- [TASKS TO PERFORM]:
1. Return the part of the data center discussion starting at "SketchySeaBeast|26 days ago" and ending at "and interest payments.".
2. What lead time does the data center discussion give for Siemens power turbines?
3. In the data center discussion, why does one commenter expect GPUs to have a usable lifetime of at least 10 years?

- [TEXT BLOCK]:
________________

They worked out because there was an excess of energy and water to handle it.

We will see how the maths works out given there is 19 GW shortage of power. 7 year lead time for Siemens power turbines, 3-5 years for transformers.

Raw commodities are shooting up, not enough education to cover nuclear and SMEs and the RoI is already underwater.

SketchySeaBeast|26 days ago

My cynical take is that it'll works out just fine for the data centers, but the neighbouring communities won't care for the constant rolling blackouts.

fauigerzigerk|27 days ago

Beyond GPUs themselves, you also have other costs such as data centers, servers and networking, electricity, staff and interest payments.

I think building and operating data center infrastructure is a high risk, low margin business.

hdjrudni|27 days ago

They can run these things at 100% utilization for 3 years straight? And not burn them out? That's impressive.

imtringued|27 days ago

I don't see anything impressive here?

vlovich123|27 days ago

Not really. GPUs are stateless so your bounded lifetime regardless of how much you use them is the lifetime of the shitties capacitor on there (essentially). Modulo a design defect or manufacturing defect, I’d expect a usable lifetime of at least 10 years, well beyond the manufacturer’s desire to support the drivers for it (ie the sw should “fail” first).

________________

Rows from an object pointing dataset
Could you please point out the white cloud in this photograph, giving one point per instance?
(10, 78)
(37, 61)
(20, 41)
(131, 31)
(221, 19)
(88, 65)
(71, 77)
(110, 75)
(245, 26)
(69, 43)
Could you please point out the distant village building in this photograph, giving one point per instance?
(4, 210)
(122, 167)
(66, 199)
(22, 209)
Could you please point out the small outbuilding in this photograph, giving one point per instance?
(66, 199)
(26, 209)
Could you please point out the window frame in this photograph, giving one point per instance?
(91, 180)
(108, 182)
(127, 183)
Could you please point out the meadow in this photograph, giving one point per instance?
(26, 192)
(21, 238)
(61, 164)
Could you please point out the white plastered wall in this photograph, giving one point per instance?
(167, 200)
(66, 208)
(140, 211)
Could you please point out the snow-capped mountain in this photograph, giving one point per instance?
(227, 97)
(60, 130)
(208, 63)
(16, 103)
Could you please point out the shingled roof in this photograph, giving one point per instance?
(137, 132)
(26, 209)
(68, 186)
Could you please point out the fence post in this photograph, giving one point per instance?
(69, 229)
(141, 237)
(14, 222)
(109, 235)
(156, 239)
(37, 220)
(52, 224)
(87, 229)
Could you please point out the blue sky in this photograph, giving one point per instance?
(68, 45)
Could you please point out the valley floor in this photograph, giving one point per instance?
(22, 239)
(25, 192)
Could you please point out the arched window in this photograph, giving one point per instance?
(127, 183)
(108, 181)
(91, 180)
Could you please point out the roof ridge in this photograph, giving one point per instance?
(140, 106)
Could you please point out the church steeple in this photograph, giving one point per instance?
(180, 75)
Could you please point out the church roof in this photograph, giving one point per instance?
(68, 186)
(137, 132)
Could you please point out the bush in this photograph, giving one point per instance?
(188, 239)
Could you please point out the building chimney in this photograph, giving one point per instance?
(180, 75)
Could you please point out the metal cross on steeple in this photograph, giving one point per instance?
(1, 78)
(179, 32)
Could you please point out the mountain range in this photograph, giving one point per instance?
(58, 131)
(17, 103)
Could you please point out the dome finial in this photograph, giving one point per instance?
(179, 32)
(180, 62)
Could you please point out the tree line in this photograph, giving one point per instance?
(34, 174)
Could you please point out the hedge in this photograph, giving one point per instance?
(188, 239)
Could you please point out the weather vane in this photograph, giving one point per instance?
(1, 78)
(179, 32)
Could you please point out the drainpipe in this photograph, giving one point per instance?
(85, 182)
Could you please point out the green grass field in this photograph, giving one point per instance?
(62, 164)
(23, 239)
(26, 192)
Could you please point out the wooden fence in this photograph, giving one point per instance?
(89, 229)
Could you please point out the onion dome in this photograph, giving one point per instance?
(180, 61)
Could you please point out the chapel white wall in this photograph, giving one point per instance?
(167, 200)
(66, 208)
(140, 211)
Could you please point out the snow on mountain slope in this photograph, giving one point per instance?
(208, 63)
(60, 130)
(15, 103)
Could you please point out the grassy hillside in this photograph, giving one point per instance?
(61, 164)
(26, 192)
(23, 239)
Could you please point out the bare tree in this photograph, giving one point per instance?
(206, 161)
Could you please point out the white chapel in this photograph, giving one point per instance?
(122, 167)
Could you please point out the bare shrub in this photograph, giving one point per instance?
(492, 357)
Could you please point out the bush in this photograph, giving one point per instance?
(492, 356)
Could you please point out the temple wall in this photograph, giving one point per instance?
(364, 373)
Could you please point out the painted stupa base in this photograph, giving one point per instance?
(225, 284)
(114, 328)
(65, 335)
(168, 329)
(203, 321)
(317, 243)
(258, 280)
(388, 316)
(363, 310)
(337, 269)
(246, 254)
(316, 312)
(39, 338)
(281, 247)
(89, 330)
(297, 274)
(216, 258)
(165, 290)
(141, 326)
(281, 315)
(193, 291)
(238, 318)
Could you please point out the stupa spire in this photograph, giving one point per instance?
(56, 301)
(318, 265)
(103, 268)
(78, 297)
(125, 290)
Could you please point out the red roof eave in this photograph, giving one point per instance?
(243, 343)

________________

- [RESPONSES FOR EACH TASK]:
1.
SketchySeaBeast|26 days ago

My cynical take is that it'll works out just fine for the data centers, but the neighbouring communities won't care for the constant rolling blackouts.

fauigerzigerk|27 days ago

Beyond GPUs themselves, you also have other costs such as data centers, servers and networking, electricity, staff and interest payments.

2. Seven years.

3. GPUs are stateless, so their lifetime is bounded by the weakest capacitor on the board regardless of how much they are used. Barring a design or manufacturing defect, they should outlast the manufacturer's driver support.